** Document excerpt **
○ ○ ○ ○ ○ ○ ○

Differential application of inclusion or exclusion criteria—We found two trials that seemed to have applied inclusion or exclusion criteria differentially between groups after randomisation.w20 w25 Moher et al, in a study promoting methods of secondary prevention of coronary disease, excluded significantly more participants owing to misdiagnosis in the intervention groups than in the control group.w20 Similarly, Olivarius et al excluded twice as many participants because of illness in the intervention group than in the control arm.w25

Differential attrition—Evidence of differential attrition between the randomised groups existed in four trials.w8 w18 w27 w36

Table 3 summarises the potential sources of bias risk in 14 trials in which we observed differences between the groups that indicate a risk of selection bias. Authors of six studies alerted the reader to the potential risk of bias in their study.

Table 3.

○ ○ ○ ○ ○ ○ ○

** Explore the material **
A - Print the stretch of the passage on selection bias in trials from "Differential attrition—Evidence of" through "in their study.".
B - List every distinct reference code (such as those beginning with "w") cited in the passage on selection bias in trials, in order of first appearance.
C - Condense the paragraph of the passage on selection bias in trials that begins "Differential application of inclusion or exclusion criteria" into a shorter version that keeps its main facts.

Saved data entries:
○ ○ ○ ○ ○ ○ ○

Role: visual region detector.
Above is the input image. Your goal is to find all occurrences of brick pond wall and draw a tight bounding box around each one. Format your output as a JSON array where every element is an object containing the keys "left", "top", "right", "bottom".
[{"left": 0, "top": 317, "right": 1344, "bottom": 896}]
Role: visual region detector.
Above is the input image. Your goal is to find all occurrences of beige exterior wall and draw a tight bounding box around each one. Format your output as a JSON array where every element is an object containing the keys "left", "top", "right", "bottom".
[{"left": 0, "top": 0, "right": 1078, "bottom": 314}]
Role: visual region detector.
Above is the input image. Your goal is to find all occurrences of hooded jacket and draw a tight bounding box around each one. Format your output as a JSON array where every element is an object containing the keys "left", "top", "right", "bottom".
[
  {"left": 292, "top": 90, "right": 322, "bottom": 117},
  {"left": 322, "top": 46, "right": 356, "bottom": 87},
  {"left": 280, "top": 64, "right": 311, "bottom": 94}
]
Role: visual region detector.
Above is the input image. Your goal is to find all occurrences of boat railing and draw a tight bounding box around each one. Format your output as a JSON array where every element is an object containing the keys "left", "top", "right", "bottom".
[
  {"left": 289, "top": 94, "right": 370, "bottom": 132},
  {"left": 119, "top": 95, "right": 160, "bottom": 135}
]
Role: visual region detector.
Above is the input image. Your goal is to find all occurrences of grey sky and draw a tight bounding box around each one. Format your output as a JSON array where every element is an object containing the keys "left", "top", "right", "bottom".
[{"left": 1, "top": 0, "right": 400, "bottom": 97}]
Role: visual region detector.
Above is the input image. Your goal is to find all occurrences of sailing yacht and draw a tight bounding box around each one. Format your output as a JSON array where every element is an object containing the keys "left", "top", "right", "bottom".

○ ○ ○ ○ ○ ○ ○

** Exercise responses **
A -
Differential attrition—Evidence of differential attrition between the randomised groups existed in four trials.w8 w18 w27 w36

Table 3 summarises the potential sources of bias risk in 14 trials in which we observed differences between the groups that indicate a risk of selection bias. Authors of six studies alerted the reader to the potential risk of bias in their study.

B - w20, w25, w8, w18, w27, w36

C - Two trials (w20, w25) appear to have applied inclusion or exclusion criteria unevenly between groups after randomization. In a study promoting secondary prevention of coronary disease, Moher et al excluded significantly more participants for misdiagnosis in the intervention groups than in the control group. Olivarius et al excluded twice as many participants for illness in the intervention group as in the control arm.